文档
---*---
在项目中使用到 poi 做 Excel 的导入导出,记录一下使用过程中遇到的问题。使用的版本为:3.16
没有考虑到大量数据的问题。只使用 XSSF 处理Excel,某次导出数据时,处理时间非常久,并且报错OutOfMemoryError。
使用XSSF允许访问文档中的所有行,所有数据在全部在内存中进行处理,如果数据量大,将会占用极高的内存。
SXSSF achieves its low memory footprint by limiting access to the rows that are within a sliding window, while XSSF gives access to all rows in the document. 1
同事尝试使用XSSF输出到Excel中当数据到达10W行时 ,内存占用达到了13G。随着样式的复杂度、列的增加,内存的占用可能会更高。
SXSSF (package: org.apache.poi.xssf.streaming) is an API-compatible streaming extension of XSSF to be used when very large spreadsheets have to be produced, and heap space is limited. SXSSF achieves its low memory footprint by limiting access to the rows that are within a sliding window, while XSSF gives access to all rows in the document. Older rows that are no longer in the window become inaccessible, as they are written to the disk. 1
主要是研究poi过程中遇到的一些需要注意的情况,在实际开发过程中可能不会出现。
---*---
所给条目
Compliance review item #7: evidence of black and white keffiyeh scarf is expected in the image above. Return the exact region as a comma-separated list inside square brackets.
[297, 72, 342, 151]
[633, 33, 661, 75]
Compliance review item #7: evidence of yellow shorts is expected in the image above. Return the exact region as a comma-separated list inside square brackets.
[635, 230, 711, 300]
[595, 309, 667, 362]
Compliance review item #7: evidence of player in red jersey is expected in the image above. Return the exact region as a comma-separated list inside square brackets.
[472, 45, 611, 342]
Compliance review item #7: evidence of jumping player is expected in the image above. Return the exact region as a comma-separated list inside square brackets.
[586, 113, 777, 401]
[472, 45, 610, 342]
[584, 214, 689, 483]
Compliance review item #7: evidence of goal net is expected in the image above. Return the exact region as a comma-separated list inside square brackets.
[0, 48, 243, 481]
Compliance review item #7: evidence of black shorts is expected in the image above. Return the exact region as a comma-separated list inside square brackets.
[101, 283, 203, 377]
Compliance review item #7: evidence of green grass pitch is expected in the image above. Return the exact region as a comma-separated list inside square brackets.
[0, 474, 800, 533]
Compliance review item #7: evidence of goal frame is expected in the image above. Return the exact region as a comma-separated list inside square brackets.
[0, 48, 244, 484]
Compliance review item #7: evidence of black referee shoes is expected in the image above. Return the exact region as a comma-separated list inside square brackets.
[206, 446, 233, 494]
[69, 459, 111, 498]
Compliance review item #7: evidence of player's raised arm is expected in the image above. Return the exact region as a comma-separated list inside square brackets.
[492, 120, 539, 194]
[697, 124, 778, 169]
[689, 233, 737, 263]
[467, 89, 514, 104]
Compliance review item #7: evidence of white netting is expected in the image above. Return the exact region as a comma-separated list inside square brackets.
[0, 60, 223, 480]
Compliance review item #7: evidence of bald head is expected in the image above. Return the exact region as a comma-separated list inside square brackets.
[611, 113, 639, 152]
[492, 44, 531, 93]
---*---
待完成练习
a. 请逐字引用条目中从第一行起、到含有"[633, 33, 661, 75]"的那一行为止的内容，首尾两行均包括在内。
b. 请接着这篇关于用 POI 导入导出 Excel 的文档的最后一句往下续写。
文档与条目彼此独立，互不关联。

习题解答
a.
Compliance review item #7: evidence of black and white keffiyeh scarf is expected in the image above. Return the exact region as a comma-separated list inside square brackets.
[297, 72, 342, 151]
[633, 33, 661, 75]

b.
SXSSFSheet在实现的createRow()方法,做了三个判断。
a. 超过最大Excel2007的最大行数:1048576(2^20);
b.小于写入临时文件行数;
c.小于sheet页中最后的行数,应该是对于读取文件而言,createRow()的数 值小于文件sheet页中已有的行数。createSheet()出来的新sheet页不会出现这种情况;
满足其中一个条件就会报出该异常。以下是部分源码:
int maxrow = SpreadsheetVersion.EXCEL2007.getLastRowIndex();
if (rownum < 0 || rownum > maxrow) {
throw new IllegalArgumentException("Invalid row number (" + rownum +
") outside allowable range (0.." + maxrow + ")");
}
// attempt to overwrite a row that is already flushed to disk
if (rownum <= _writer.getLastFlushedRow()) {
throw new IllegalArgumentException(
"Attempting to write a row[" + rownum + "] " +
"in the range [0," + _writer.getLastFlushedRow() + "] that is already written to disk.");
}
// attempt to overwrite a existing row in the input template
if (_sh.getPhysicalNumberOfRows() > 0 && rownum <= _sh.getLastRowNum()) {
throw new IllegalArgumentException(
"Attempting to write a row[" + rownum + "] " +
"in the range [0," + _sh.getLastRowNum() + "] that is already written to disk.");
}
XSSF的createRow()方法,在对应行已经存在的情况下,会删除其内容,即使是读取的文件也是这样。这是和SXSSF有差异的地方之一。以下是对应的源码部分。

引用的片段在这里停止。